▶ Exercise
Would you copy out every line from the one containing "find the orange sky" through the last line, requests included, and shift each point coordinate in the answers by -12?

[Data rows start]

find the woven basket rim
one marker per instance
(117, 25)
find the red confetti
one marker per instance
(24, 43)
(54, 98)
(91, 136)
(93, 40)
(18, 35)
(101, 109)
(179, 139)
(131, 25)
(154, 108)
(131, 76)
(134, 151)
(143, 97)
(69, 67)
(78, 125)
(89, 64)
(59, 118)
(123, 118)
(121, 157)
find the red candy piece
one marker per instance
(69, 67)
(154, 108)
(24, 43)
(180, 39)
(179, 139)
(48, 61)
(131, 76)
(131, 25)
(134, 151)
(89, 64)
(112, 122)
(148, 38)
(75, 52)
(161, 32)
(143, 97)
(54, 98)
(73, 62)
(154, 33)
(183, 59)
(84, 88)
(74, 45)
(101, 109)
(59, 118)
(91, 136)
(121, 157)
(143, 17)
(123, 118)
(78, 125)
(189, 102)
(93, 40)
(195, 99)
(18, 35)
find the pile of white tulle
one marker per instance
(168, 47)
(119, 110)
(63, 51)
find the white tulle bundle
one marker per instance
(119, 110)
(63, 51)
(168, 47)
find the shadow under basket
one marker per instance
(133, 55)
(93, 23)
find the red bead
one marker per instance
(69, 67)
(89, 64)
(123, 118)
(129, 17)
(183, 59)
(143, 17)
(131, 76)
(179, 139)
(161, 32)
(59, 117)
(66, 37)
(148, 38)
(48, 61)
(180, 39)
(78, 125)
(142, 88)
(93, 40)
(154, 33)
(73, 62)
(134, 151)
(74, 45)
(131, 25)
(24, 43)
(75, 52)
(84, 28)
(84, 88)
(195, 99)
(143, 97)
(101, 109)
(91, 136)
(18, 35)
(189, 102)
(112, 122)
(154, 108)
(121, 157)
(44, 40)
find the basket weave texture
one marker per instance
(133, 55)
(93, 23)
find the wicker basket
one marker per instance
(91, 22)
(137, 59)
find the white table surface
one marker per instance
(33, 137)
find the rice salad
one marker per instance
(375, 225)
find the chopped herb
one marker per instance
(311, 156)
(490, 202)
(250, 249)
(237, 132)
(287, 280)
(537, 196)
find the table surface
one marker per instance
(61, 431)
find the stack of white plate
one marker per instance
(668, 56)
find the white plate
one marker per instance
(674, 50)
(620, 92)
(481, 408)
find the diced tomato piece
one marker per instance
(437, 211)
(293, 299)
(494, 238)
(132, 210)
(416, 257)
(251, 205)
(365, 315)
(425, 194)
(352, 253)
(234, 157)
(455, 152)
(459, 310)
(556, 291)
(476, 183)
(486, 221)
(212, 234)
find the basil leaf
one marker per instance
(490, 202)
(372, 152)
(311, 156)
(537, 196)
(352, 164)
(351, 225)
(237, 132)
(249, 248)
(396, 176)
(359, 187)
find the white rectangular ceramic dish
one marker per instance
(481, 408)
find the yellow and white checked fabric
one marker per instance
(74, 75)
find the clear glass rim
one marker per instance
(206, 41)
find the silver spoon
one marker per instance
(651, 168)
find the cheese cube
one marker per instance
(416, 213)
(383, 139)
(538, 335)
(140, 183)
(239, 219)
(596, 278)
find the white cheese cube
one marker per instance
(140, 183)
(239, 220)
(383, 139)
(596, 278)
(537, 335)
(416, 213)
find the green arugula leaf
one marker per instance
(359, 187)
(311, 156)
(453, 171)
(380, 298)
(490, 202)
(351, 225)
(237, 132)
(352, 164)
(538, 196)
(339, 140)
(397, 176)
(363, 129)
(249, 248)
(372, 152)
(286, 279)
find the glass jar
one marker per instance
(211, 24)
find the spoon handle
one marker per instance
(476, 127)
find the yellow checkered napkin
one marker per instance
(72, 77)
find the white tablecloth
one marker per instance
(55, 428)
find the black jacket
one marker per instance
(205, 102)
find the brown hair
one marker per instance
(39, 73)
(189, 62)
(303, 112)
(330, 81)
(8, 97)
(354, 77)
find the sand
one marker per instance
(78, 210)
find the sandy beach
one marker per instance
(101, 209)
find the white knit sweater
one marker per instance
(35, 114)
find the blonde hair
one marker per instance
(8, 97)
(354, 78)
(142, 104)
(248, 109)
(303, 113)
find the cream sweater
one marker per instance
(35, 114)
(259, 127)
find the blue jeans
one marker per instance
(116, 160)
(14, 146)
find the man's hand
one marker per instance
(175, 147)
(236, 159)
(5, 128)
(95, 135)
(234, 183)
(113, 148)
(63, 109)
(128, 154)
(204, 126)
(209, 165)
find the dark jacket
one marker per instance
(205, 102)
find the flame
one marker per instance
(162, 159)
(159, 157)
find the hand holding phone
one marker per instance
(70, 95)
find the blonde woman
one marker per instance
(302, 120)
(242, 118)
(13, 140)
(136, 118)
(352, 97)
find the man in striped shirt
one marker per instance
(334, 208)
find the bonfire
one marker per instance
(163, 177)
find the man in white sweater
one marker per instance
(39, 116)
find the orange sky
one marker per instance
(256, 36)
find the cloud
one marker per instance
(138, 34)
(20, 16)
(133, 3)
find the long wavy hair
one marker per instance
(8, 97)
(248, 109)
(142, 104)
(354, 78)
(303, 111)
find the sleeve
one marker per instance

[Data rows end]

▶ Answer to the task
find the orange sky
one marker per instance
(244, 24)
find the cloud
one marker per instance
(126, 22)
(8, 4)
(121, -9)
find the long wavy hair
one marker per instance
(-4, 85)
(236, 97)
(130, 92)
(342, 66)
(291, 99)
find the sleeve
one marker per instance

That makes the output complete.